- [Exercise materials]:
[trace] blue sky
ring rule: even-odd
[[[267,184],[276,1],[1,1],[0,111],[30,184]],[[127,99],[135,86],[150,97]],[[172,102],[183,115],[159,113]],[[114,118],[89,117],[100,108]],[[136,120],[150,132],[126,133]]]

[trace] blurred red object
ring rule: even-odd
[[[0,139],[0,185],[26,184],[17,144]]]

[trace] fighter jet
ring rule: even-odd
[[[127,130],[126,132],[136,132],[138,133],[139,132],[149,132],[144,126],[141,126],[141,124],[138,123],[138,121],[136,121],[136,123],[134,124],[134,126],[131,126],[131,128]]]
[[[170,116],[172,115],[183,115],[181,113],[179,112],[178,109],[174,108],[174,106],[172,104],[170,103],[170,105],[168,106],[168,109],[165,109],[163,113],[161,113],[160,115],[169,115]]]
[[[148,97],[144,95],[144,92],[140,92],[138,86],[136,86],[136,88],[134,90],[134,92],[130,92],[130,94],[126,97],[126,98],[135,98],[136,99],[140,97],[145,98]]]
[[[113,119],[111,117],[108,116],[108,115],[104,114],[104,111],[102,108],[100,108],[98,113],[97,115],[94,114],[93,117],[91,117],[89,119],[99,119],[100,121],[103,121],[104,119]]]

- [Instructions to follow]: Turn every line of the listing above into a Markdown table with two columns, Row and Line, numbering the rows in order and leaving out blank lines.

- [Task result]:
| Row | Line |
|---|---|
| 1 | [trace] blue sky |
| 2 | ring rule: even-odd |
| 3 | [[[267,184],[276,1],[1,1],[0,111],[30,184]],[[127,99],[135,86],[150,97]],[[172,102],[183,115],[159,113]],[[114,118],[89,117],[100,108]],[[136,120],[150,132],[126,133]]] |
| 4 | [trace] blurred red object |
| 5 | ring rule: even-odd |
| 6 | [[[0,139],[0,185],[26,184],[17,144]]] |
| 7 | [trace] fighter jet |
| 8 | ring rule: even-odd |
| 9 | [[[127,130],[126,132],[136,132],[138,133],[139,132],[149,132],[144,126],[141,126],[141,124],[138,123],[138,121],[136,121],[136,123],[134,124],[134,126],[131,126],[131,128]]] |
| 10 | [[[170,116],[172,115],[183,115],[181,113],[179,112],[178,109],[174,108],[174,106],[172,104],[170,103],[170,105],[168,106],[168,109],[165,109],[163,113],[161,113],[160,115],[169,115]]] |
| 11 | [[[148,97],[144,95],[144,92],[140,92],[138,86],[136,86],[136,88],[134,90],[134,92],[130,92],[130,94],[126,97],[126,98],[135,98],[136,99],[140,97],[145,98]]] |
| 12 | [[[113,119],[111,117],[108,116],[108,115],[104,114],[104,111],[102,108],[100,108],[98,113],[97,115],[94,114],[93,117],[91,117],[89,119],[99,119],[100,121],[103,121],[104,119]]] |